### PROBLEM
Count the lines in the rows below that contain the string "door", treating uppercase and lowercase letters as distinct, and give only that number.
————————
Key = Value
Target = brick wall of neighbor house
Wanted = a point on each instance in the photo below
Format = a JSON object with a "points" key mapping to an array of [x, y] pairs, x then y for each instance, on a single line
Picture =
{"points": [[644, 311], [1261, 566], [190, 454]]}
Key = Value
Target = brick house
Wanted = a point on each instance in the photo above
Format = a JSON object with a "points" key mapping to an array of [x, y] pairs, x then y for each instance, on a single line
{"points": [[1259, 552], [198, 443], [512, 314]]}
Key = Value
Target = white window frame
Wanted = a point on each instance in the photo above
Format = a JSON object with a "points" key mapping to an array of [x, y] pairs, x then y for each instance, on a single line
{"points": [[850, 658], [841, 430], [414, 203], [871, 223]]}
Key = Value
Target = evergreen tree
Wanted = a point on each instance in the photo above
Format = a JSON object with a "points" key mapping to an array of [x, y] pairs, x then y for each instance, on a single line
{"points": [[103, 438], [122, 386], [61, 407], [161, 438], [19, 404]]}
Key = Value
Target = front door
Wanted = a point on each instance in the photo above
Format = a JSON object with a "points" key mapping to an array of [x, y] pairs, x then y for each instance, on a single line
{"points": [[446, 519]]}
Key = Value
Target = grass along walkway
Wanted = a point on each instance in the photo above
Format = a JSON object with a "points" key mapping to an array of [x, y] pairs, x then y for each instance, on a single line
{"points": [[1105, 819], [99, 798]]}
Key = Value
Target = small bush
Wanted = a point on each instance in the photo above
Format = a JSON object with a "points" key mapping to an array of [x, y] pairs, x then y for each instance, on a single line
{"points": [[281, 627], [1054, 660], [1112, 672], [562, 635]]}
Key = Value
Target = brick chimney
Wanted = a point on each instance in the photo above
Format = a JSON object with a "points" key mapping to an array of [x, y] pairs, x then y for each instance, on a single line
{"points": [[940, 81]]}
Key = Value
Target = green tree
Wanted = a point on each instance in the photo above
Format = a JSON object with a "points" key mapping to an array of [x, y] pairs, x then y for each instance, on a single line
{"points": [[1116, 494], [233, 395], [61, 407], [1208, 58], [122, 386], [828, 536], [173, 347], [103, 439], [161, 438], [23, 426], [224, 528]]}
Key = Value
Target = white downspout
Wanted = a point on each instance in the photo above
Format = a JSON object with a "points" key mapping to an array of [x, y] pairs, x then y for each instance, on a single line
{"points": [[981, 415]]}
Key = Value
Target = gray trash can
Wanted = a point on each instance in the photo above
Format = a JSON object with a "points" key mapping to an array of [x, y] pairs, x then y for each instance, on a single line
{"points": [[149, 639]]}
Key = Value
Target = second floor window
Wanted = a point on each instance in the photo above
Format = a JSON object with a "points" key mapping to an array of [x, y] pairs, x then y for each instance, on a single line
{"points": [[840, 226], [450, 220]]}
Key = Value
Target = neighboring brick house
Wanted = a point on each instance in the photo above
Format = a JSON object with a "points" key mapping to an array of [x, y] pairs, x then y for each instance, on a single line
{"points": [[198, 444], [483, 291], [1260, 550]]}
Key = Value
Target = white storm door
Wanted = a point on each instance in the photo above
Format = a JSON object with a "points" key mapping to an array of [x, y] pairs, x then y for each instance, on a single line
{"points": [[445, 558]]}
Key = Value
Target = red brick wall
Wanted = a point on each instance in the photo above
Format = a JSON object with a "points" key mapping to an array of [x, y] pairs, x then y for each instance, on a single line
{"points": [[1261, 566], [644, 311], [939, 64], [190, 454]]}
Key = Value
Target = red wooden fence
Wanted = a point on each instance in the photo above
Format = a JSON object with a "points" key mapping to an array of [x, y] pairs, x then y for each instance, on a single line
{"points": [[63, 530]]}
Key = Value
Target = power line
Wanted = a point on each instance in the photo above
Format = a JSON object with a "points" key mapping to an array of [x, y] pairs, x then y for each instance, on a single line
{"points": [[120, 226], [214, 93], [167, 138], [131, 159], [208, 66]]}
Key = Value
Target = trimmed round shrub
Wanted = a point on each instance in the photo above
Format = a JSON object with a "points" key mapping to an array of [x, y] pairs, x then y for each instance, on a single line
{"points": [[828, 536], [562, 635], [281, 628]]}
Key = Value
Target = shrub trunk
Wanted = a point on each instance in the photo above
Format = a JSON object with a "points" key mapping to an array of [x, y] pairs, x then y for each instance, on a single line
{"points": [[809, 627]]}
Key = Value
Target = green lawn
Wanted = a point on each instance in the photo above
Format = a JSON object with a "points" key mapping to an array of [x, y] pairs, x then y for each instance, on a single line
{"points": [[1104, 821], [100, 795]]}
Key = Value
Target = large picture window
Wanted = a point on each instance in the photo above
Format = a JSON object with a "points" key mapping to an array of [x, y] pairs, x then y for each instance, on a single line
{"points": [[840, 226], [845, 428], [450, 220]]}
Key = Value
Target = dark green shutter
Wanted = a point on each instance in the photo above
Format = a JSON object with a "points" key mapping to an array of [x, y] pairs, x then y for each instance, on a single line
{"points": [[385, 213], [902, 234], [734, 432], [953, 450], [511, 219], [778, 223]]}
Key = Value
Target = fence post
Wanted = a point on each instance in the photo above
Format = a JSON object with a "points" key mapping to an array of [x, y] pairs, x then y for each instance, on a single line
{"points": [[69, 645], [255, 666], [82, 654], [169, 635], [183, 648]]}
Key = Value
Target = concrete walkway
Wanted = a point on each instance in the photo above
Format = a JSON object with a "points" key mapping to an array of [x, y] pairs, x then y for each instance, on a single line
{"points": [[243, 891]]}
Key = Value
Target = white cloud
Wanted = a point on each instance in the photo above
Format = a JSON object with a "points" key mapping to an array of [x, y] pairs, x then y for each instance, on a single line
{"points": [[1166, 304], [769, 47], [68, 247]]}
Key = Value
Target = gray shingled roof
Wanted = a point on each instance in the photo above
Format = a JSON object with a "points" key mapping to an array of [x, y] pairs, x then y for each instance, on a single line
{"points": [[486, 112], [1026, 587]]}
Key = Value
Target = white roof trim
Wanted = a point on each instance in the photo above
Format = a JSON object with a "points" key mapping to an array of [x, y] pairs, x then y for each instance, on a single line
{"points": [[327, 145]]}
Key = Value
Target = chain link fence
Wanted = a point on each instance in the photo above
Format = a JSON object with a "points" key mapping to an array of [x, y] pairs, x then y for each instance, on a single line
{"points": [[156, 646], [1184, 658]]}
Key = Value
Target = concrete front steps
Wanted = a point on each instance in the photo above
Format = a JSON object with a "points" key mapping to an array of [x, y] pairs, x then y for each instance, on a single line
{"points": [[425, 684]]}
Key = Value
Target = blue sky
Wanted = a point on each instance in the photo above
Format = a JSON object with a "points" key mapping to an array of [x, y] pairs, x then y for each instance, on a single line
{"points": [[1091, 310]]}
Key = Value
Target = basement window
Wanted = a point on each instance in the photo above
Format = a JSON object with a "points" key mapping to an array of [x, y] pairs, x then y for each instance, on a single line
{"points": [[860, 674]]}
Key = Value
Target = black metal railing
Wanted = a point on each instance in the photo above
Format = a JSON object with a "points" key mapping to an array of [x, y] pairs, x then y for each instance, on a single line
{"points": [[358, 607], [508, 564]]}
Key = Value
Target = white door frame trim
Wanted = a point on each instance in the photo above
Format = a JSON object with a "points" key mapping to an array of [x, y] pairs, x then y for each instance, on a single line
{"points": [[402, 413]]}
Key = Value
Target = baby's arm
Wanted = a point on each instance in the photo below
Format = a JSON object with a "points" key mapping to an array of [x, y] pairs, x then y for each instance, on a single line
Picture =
————————
### SOLVED PROBLEM
3